**Task prompt:**
Restate all of the entries exactly. Any picture in them should be skipped.
BEGIN
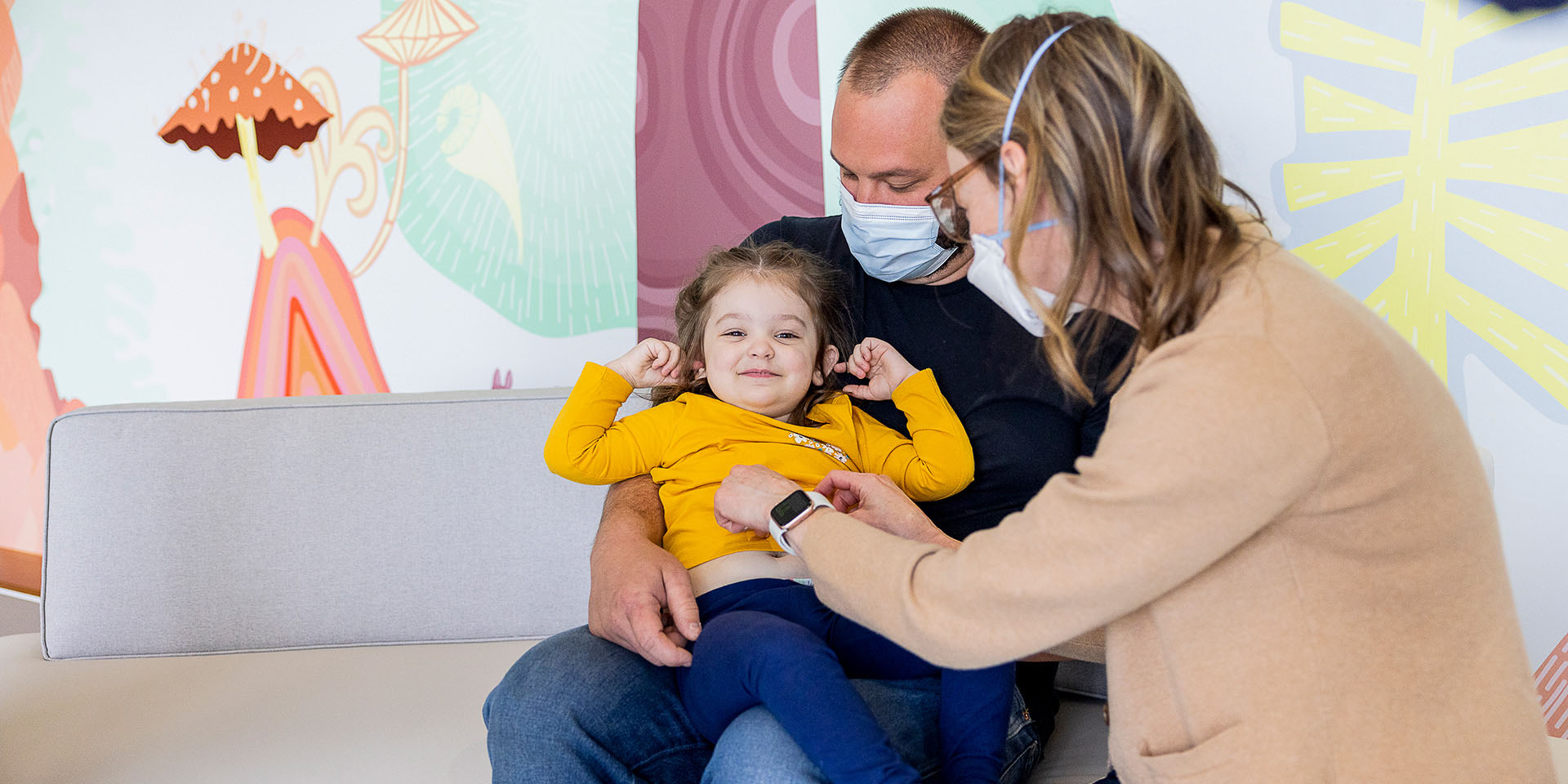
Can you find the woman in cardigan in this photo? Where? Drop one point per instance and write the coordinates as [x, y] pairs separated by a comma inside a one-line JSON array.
[[1286, 530]]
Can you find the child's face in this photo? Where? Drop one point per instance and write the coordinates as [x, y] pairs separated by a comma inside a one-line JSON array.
[[761, 347]]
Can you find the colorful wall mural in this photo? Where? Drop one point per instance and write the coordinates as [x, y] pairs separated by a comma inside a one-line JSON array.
[[728, 134], [1431, 177], [526, 185]]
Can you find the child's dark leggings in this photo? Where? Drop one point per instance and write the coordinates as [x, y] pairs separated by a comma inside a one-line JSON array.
[[773, 644]]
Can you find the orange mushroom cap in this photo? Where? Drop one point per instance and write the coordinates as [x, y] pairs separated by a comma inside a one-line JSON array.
[[250, 83]]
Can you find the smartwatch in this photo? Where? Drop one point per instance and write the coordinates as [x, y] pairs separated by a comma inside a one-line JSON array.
[[789, 511]]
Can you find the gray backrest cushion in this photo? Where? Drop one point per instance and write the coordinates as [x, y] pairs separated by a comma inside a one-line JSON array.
[[305, 523]]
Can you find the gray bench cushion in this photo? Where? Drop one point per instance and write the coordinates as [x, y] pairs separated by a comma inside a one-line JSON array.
[[305, 523]]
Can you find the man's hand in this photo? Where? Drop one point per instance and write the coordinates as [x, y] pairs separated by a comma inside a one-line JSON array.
[[640, 596]]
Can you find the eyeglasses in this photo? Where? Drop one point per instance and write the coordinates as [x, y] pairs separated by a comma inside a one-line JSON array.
[[952, 218]]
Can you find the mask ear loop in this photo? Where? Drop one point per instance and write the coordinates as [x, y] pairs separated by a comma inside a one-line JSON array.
[[1007, 127]]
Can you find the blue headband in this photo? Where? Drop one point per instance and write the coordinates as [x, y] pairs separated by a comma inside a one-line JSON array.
[[1007, 127]]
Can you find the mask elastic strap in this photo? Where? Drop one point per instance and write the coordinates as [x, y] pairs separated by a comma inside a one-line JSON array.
[[1007, 132]]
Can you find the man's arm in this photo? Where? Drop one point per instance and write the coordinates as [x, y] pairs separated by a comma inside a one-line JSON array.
END
**Output of the exercise:**
Can you find the woman in cardigan in this photo? Where? Drop one point per instance and write the coordinates as [x, y] pairs separated by a comma inside a one-line JSON array.
[[1286, 530]]
Can you find the child's face in this photo? Where? Drop one point per instance and write the coordinates as [x, y] pairs separated by a comma inside a one-line JSON array.
[[761, 347]]
Can you find the colorful wall mural in this photo? Where? Drop one point per instance and write the coordinates as [x, y] pairs separated by a comma inside a one-line JSON array.
[[728, 134], [1431, 177], [526, 185]]
Can you find the child's dark leggings in this photo? Where? Drop one point per instance and write the coordinates as [x, y] pairs separated by a comma inside a one-line JSON array.
[[773, 644]]
Can you find the orange mushroom cap in this photo? Where? Drop one point per instance and write the coordinates as [x, y] pairs separated by a comma inside a one-line JSON array.
[[250, 83]]
Can you find the smartwatch in this photo? Where? Drop one point per instance and write the coordinates as [x, y] pairs separated by a comma inside a one-line JSON array.
[[789, 511]]
Can you find the gray backrest cushion in this photo? Where? Drop one point per instance and write the coordinates as [x, y] pairs separated by a comma inside a one-line JSON array.
[[305, 523]]
Can you find the gray bench cushion in this photo? Where? Drop one point per instance and write the coordinates as [x, y] pairs separated by a comma inside a one-line JSON array.
[[305, 523]]
Can you find the man's hand in this photo? Where? Drop one point per instance and write the coordinates as [x, y] pairs separated by a comma inside a one-line JSON array.
[[640, 596]]
Can you find the eyeglasses in this photo? Where? Drop one point per instance and write the coordinates as [x, y] pairs separated by a comma inside a one-line JSON array.
[[952, 218]]
Can you find the mask ear loop in this photo? Where? Drop one point per instance and write the coordinates as [x, y] pairs separated by a comma inside a one-line JSON array.
[[1007, 127]]
Can you find the blue headband in this photo? Where? Drop one point per instance and write the coordinates as [x, y] pairs separated by a comma inside a one-line JSON array.
[[1007, 127]]
Can you find the mask elastic strap in this photo? Where? Drop one point per instance and write the coordinates as [x, y] pairs separated by a comma inside a one-line JSON array.
[[1007, 132]]
Can you find the man's arm in this photo? Where? Drop one point per instance and write the coordinates as [x, y] pairs separated by a comma inside a one-line JSON array.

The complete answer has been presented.